> [DOCUMENT SECTION]:
To Judith Claire Mitchell:
I normally don't do this kind of thing.
I mean, I read a lot. I'm a reader, y'know? It's not what I do, it's part of who I am. Non-readers don't get it, never will.
But write letters to authors? I think I wrote Stephen King once, when I was seventeen or so.
So I picked up "Scribner's BEST of the Fiction Workshops 1998" at the library book sale on a whim. Didn't even look at the contents, and frankly thought it was going to be a treasury of how-to and advice for writers. I am glad I was wrong.
I read "A Man of Few Words" on the way in to work, on the bus, today. Just this morning. I started at the bus stop, I finished just before my stop.
I stepped off the bus with tears in my eyes and a hitch in my throat. I couldn't tell the bus driver to "Have a good day". I was afraid I would burst into tears, and that would look completely foolish. She already thinks I'm half baked.
Stories about fathers and sons get me every time, to some degree. Stories of love and loss. But this, this little gem that you crafted, this marvelous little diamond - it's the kind of story that could change things. Change people.
The first sentence grabs, the last sentence elevates. In between is home run after home run. The way Ike views his son's plastic surgery :
"How could he think the face belonged to him only?" : Priceless.
"By the color of fingernails."
My father's nails are crushed and mangled from decades of dirty work. What I tried to say in an entire blog post you said better in five words.

> [QUESTIONS ON THE MATERIAL]:
A – List every passage that appears inside quotation marks in the letter to Judith Claire Mitchell.
B – Pick up the letter to Judith Claire Mitchell after its final sentence and keep writing it in the same voice.

[Stored data entries]

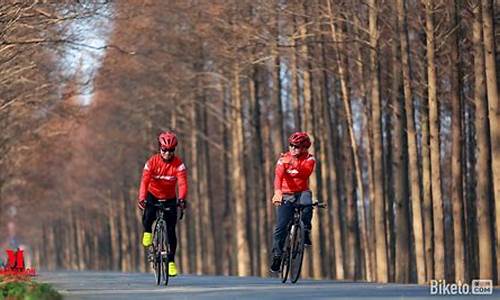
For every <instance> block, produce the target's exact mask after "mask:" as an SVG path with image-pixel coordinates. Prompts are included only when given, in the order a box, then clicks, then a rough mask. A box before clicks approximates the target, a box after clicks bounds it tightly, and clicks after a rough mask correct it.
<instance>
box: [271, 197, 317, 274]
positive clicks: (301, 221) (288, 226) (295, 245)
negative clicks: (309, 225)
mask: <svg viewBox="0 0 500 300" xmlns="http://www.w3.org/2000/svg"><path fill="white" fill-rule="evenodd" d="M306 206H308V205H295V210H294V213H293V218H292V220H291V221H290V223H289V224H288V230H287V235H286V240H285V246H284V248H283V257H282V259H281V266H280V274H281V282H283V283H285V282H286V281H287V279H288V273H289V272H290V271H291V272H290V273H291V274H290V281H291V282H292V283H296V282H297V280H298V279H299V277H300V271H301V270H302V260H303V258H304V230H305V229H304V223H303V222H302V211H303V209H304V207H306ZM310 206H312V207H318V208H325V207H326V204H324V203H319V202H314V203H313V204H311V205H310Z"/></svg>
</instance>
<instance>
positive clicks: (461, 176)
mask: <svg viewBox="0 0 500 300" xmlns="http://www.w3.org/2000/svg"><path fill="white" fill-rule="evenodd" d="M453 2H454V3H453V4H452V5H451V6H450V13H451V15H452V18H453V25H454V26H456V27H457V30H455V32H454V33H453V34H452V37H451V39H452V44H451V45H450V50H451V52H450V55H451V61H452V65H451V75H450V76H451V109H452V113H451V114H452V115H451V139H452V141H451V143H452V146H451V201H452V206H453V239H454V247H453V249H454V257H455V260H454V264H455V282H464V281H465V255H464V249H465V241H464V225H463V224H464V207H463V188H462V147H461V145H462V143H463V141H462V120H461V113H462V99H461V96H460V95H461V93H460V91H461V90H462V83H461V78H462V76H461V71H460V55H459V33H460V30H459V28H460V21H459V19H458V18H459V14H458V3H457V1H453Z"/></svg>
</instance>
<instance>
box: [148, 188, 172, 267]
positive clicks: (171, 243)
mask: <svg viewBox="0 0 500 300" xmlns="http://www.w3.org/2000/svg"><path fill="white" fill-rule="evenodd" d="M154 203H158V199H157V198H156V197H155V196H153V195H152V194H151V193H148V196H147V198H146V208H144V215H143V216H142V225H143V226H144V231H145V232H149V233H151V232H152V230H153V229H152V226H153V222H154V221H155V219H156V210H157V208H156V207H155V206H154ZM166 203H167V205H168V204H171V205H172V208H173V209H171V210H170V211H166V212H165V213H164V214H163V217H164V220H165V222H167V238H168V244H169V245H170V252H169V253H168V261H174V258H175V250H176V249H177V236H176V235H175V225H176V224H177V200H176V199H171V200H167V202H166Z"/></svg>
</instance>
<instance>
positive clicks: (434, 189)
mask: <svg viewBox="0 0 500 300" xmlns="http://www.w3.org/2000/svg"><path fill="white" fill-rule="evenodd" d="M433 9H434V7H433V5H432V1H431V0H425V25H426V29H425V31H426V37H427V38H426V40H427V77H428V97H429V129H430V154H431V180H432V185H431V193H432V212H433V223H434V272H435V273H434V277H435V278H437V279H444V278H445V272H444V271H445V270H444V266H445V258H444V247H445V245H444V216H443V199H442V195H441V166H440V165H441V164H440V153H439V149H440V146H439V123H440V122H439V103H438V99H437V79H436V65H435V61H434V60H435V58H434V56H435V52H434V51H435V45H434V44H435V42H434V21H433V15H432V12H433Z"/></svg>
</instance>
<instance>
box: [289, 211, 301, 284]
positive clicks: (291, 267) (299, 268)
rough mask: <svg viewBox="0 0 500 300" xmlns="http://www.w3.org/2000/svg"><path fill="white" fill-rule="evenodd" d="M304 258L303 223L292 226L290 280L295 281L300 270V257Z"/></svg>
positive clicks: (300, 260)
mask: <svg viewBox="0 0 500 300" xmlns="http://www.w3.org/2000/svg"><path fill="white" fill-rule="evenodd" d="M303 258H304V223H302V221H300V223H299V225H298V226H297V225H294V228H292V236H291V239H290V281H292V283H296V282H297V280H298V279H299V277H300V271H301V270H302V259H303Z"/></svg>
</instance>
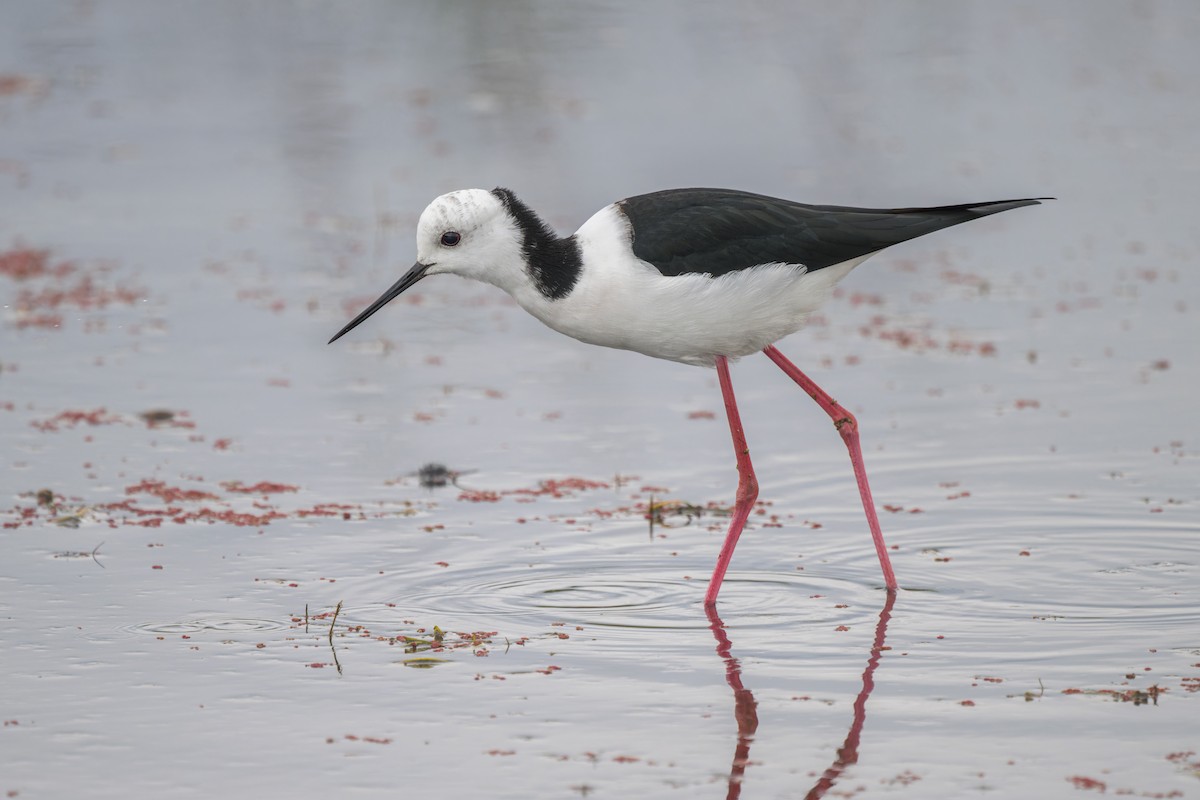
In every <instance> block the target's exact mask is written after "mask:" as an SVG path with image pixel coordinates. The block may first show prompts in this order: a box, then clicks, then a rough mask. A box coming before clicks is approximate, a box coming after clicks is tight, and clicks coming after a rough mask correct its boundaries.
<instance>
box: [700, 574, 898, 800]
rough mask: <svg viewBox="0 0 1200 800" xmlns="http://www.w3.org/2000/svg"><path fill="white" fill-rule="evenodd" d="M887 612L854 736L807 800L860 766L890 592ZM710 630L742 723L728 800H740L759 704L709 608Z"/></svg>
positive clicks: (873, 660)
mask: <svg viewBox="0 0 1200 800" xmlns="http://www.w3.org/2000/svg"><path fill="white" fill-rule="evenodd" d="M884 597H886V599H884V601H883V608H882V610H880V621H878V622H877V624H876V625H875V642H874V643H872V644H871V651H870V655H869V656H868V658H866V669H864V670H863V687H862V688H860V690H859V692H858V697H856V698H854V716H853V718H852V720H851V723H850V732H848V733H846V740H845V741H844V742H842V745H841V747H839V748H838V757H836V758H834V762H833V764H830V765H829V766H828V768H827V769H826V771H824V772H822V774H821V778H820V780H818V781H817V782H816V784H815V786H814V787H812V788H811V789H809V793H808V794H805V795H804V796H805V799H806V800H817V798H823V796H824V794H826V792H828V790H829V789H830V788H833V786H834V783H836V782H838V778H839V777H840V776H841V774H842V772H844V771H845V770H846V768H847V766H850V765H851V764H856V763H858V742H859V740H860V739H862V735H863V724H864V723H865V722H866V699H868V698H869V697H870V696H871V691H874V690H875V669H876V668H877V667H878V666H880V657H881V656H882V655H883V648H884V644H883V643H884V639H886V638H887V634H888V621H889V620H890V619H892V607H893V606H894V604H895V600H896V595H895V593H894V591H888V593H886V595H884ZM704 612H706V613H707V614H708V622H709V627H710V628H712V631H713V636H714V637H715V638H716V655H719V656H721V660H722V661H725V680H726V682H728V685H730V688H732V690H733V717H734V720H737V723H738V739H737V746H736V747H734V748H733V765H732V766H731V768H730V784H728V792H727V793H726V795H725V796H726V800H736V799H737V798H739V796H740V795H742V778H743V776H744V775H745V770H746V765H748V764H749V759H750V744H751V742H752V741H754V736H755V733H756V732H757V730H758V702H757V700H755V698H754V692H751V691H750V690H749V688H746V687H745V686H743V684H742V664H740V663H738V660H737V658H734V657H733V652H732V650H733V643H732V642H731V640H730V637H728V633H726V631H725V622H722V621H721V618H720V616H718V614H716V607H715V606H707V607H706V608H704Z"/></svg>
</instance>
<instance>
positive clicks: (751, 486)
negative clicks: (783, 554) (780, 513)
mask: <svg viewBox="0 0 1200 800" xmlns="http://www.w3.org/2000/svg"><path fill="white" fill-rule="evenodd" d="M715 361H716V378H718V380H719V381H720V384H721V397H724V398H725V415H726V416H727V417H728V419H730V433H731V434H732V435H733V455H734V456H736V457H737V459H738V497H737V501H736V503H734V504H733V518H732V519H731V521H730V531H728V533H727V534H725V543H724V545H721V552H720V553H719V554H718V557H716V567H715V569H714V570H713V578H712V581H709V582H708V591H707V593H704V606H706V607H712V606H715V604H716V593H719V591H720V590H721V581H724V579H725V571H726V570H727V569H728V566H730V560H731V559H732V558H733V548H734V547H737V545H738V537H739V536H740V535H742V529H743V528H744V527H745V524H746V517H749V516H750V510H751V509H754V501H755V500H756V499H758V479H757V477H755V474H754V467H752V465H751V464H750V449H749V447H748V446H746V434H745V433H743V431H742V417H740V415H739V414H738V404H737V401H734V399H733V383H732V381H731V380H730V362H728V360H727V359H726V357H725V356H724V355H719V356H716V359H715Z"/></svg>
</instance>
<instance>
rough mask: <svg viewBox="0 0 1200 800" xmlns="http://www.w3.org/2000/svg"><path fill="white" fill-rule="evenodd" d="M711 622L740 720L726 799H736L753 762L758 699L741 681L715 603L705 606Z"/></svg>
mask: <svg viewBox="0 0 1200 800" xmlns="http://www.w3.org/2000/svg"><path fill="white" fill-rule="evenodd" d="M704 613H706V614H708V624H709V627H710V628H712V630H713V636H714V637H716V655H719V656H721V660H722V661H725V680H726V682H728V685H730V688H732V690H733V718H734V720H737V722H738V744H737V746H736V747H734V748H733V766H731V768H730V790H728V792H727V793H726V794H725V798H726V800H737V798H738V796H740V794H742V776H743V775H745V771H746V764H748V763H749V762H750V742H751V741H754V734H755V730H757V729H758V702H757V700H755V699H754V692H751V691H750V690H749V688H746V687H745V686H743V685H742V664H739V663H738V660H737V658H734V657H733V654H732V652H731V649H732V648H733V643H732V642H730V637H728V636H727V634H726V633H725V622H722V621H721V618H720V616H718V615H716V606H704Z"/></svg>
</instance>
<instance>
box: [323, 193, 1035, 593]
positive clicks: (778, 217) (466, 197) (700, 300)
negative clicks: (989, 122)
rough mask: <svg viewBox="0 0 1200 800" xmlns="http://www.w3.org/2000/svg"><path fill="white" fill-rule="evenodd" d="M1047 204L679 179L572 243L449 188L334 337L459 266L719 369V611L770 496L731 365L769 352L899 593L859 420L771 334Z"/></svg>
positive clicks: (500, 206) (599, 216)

> [RESPONSES]:
A –
"Scribner's BEST of the Fiction Workshops 1998"
"A Man of Few Words"
"Have a good day"
"How could he think the face belonged to him only?"
"By the color of fingernails."

B –
"If Ike had made a mistake, it was not in his failure to shout his love. It was his failure to teach the boy how to say "Boy, oh boy, that sun sure feels good on the back, doesn't it?"If there is a lesson I long for my kids to learn from my life and example, it is this. Not wealth or power or fame, but small pleasures and simple things will you remember and cherish.
"I want to see her face," Ike says. "I want to see how pretty she looks."
I have never been so blown away so many times within one short little story. As a 41 year-old son and a father of sons and a daughter it spoke to me on so many levels I was literally dizzy.
This book will remain by my bedside on the "re-read" shelves for a long, long time. Even if every other story stinks - - which I doubt - - yours was more than worth the price of admission.
Of course at the library sale it was $.025, but it would have been worth full price had I paid it.
I will remember this story for the rest of my life.
Thank you.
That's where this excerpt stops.